> [Goal of the exercise]
Extract, verbatim, all lines starting at the one containing "For the benchmark, point to the shop" and ending with the final line of the listing, and no others.

> [Exercise materials]
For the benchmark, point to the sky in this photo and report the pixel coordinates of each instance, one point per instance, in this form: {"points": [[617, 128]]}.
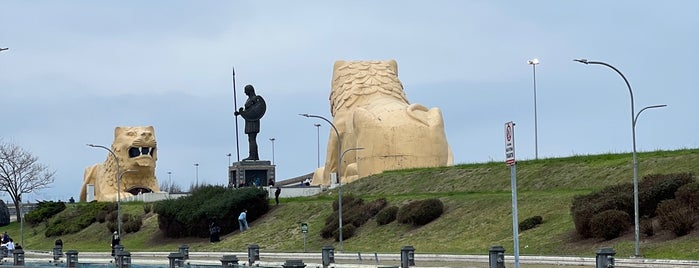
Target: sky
{"points": [[75, 70]]}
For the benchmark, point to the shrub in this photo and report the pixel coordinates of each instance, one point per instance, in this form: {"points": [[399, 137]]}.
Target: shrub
{"points": [[354, 212], [689, 194], [44, 210], [147, 208], [616, 197], [386, 215], [530, 223], [676, 217], [647, 227], [75, 219], [191, 215], [655, 188], [609, 224], [420, 212]]}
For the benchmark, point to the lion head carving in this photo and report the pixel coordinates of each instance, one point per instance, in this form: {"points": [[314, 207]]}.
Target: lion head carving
{"points": [[136, 153]]}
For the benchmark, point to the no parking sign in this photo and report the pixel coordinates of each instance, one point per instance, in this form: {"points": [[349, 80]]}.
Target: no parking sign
{"points": [[510, 143]]}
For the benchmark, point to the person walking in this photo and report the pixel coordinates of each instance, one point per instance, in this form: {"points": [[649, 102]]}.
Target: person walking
{"points": [[215, 232], [115, 241], [243, 220], [276, 195]]}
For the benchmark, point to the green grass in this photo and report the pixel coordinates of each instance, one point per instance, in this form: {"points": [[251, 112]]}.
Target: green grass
{"points": [[477, 214]]}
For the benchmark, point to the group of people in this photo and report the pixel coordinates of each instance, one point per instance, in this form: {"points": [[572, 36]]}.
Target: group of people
{"points": [[8, 243]]}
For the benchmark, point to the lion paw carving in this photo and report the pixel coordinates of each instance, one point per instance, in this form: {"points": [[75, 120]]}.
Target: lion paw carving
{"points": [[371, 111]]}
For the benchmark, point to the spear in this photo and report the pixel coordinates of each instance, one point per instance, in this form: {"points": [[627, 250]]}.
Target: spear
{"points": [[235, 104]]}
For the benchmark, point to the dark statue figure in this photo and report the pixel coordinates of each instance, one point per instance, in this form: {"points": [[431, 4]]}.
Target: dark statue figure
{"points": [[252, 112]]}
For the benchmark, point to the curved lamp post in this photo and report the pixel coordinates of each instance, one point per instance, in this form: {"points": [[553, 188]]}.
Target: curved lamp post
{"points": [[118, 178], [196, 174], [272, 140], [534, 63], [339, 179], [634, 118], [318, 141]]}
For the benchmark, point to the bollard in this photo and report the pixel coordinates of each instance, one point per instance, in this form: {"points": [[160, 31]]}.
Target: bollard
{"points": [[57, 253], [253, 253], [229, 261], [72, 258], [175, 259], [18, 257], [496, 257], [123, 259], [293, 264], [328, 254], [184, 250], [407, 256], [605, 258]]}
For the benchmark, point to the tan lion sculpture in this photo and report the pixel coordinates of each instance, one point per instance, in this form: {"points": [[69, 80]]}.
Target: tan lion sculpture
{"points": [[371, 111], [136, 150]]}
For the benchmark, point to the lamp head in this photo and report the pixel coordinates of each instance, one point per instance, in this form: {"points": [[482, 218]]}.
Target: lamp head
{"points": [[535, 61]]}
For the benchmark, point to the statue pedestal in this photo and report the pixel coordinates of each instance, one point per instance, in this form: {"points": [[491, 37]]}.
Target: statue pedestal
{"points": [[251, 173]]}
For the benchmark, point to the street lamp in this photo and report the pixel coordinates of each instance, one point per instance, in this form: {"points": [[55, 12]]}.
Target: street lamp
{"points": [[339, 180], [318, 141], [196, 173], [534, 63], [169, 181], [634, 117], [272, 140], [118, 177]]}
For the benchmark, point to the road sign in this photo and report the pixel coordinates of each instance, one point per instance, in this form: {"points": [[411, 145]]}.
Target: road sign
{"points": [[510, 143]]}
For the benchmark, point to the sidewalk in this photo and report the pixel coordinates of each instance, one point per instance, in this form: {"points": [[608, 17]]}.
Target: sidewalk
{"points": [[347, 260]]}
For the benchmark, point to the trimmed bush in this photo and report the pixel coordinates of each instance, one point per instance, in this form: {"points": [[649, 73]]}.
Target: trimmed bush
{"points": [[609, 224], [584, 207], [131, 223], [676, 217], [655, 188], [74, 219], [44, 210], [530, 223], [420, 212], [386, 215], [191, 215], [647, 227], [354, 212], [689, 194]]}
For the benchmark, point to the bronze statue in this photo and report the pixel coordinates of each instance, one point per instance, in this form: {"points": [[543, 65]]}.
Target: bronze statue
{"points": [[252, 112]]}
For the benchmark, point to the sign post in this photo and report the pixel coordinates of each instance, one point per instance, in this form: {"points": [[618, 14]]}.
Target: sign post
{"points": [[304, 230], [510, 161]]}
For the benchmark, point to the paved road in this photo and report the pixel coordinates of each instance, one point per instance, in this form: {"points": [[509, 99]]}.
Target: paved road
{"points": [[160, 259]]}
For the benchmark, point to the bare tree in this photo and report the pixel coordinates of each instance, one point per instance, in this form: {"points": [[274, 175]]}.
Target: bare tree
{"points": [[21, 173]]}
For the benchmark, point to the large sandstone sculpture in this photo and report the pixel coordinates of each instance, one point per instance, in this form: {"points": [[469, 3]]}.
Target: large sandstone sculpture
{"points": [[371, 111], [136, 149]]}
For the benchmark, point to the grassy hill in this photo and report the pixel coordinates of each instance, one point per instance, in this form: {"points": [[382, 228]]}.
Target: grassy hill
{"points": [[477, 214]]}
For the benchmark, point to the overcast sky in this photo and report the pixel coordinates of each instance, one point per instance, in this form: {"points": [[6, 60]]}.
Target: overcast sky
{"points": [[77, 69]]}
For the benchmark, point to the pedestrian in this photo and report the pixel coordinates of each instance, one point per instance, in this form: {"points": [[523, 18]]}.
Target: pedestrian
{"points": [[214, 232], [115, 241], [243, 220], [276, 195], [10, 245]]}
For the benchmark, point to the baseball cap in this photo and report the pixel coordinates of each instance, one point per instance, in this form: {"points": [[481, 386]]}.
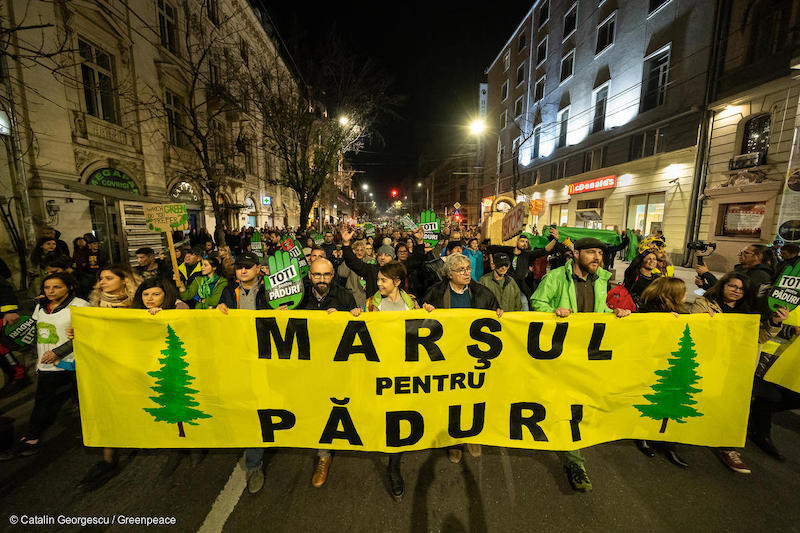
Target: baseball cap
{"points": [[501, 259], [247, 260], [589, 242]]}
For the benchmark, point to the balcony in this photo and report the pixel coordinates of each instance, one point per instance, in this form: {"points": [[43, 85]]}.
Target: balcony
{"points": [[95, 131]]}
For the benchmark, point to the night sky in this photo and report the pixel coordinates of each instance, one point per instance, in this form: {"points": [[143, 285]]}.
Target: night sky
{"points": [[437, 53]]}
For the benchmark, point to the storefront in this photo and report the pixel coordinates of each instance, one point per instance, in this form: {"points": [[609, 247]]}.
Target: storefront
{"points": [[649, 195]]}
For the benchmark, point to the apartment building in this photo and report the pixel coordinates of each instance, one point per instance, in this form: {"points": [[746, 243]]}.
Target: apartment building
{"points": [[94, 156], [611, 107]]}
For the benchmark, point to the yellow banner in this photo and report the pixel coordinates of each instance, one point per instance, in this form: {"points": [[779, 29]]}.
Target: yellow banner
{"points": [[396, 381]]}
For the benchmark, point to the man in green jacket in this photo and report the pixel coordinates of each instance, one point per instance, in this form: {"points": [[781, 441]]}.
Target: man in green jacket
{"points": [[580, 286], [504, 287]]}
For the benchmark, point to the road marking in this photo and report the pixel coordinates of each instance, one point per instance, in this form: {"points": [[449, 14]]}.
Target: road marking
{"points": [[226, 501]]}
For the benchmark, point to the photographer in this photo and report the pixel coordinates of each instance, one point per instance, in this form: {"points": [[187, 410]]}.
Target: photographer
{"points": [[756, 262]]}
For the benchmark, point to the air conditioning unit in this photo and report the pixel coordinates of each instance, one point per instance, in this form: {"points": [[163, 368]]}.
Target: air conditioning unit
{"points": [[752, 159]]}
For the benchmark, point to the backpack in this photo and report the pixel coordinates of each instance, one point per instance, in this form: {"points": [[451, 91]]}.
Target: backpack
{"points": [[620, 298]]}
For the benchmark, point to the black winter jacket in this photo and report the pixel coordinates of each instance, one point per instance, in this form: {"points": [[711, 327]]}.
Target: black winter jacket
{"points": [[482, 298]]}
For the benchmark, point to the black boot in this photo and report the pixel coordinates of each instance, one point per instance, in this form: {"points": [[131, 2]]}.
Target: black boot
{"points": [[645, 448], [676, 459], [764, 441], [396, 483]]}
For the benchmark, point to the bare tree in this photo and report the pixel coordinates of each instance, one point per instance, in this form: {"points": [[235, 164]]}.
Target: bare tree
{"points": [[309, 128]]}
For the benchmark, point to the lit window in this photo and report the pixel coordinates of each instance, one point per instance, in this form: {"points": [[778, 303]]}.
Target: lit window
{"points": [[656, 79], [605, 33], [97, 72], [538, 90]]}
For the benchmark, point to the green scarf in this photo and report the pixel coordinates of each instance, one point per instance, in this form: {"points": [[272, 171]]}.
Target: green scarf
{"points": [[207, 284]]}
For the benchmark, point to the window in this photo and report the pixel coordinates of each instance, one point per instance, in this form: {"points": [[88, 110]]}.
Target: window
{"points": [[756, 135], [563, 123], [538, 90], [656, 79], [97, 72], [656, 4], [567, 66], [175, 121], [168, 25], [646, 212], [559, 214], [244, 52], [645, 144], [605, 33], [541, 51], [544, 13], [212, 9], [600, 100], [571, 21], [537, 140], [741, 220]]}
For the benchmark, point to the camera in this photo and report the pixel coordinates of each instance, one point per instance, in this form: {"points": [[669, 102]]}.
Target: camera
{"points": [[702, 249]]}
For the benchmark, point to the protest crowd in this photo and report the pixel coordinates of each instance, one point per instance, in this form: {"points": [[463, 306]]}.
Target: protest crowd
{"points": [[377, 268]]}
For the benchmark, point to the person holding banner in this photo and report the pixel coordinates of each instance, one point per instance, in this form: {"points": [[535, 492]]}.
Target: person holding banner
{"points": [[734, 293], [56, 364], [206, 289], [580, 286], [331, 297], [248, 293], [459, 291]]}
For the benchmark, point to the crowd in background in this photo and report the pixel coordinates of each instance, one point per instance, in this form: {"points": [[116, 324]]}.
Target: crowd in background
{"points": [[383, 268]]}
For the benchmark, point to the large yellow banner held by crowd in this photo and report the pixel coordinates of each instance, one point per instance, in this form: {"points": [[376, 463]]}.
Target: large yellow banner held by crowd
{"points": [[396, 381]]}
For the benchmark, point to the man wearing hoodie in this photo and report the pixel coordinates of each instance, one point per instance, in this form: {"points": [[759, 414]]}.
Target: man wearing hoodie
{"points": [[580, 286]]}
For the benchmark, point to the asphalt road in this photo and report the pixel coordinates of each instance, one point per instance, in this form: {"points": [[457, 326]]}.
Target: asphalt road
{"points": [[505, 490]]}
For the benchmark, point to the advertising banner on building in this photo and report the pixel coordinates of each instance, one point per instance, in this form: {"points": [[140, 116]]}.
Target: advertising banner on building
{"points": [[397, 381]]}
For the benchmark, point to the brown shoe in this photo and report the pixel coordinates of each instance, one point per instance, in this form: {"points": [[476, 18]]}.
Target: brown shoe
{"points": [[454, 454], [321, 471], [733, 460], [474, 450]]}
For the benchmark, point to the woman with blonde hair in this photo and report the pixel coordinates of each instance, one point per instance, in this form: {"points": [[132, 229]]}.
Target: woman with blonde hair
{"points": [[664, 295]]}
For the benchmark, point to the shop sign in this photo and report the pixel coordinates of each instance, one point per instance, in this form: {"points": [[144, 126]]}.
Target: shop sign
{"points": [[113, 179], [597, 184], [514, 221], [536, 207]]}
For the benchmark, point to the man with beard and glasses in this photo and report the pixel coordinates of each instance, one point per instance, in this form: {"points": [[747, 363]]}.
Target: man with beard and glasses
{"points": [[580, 286], [326, 296]]}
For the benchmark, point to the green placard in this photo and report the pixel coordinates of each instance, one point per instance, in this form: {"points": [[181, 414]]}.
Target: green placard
{"points": [[113, 179]]}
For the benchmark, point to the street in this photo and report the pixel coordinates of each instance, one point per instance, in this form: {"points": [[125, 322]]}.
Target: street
{"points": [[505, 490]]}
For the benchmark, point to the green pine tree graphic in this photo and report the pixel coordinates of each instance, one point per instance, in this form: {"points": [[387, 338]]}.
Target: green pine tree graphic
{"points": [[172, 386], [674, 389]]}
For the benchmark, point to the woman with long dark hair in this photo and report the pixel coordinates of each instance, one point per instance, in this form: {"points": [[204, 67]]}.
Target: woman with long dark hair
{"points": [[56, 362], [664, 295], [735, 293]]}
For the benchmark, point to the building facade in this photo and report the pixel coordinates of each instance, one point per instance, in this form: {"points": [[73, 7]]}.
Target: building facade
{"points": [[94, 155], [752, 126], [613, 104]]}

> [The answer]
For the benchmark, point to the shop sign in this photo and report the pixel coordinates of each instance, one point per instance, in this form: {"points": [[144, 126]]}.
Target: shop sign
{"points": [[113, 179], [597, 184], [514, 221], [536, 207]]}
For the benchmark, point to the man with beard and glasses in this photo and report the pixel coordinates of each instance, one point per instance, in this form: {"points": [[747, 363]]}.
Target: man with beard and glasses
{"points": [[580, 286], [326, 296]]}
For the benchmark, point to the green placard in this photo and report the pixel coordinates of each instance, one point per instance, in this form: {"points": [[181, 414]]}.
Target: green placard
{"points": [[113, 179]]}
For the benchmark, point to the street in this photo and report the pixel coordinates of each instance, one point per instance, in this form: {"points": [[125, 322]]}.
Target: street
{"points": [[505, 490]]}
For the benchmark, point to the green pine tree graphic in this photo and report the pixel coordinates of each instance, one point per instance, in this form: {"points": [[387, 338]]}.
Target: green pine tree graphic
{"points": [[172, 386], [674, 389]]}
For the benchmark, point to the woman with long dark hair in this photo and report the pixel coordinates of each instance, one point per instance, in this form: {"points": [[204, 67]]}.
Target: woman with long dark hair
{"points": [[56, 362], [664, 295], [735, 293]]}
For the benchmark, point to the building facade in this photo and report the pixel coordinates of each instance, one point per instance, in this form: {"points": [[73, 7]]}.
Target: building facade
{"points": [[94, 155], [752, 126], [613, 104]]}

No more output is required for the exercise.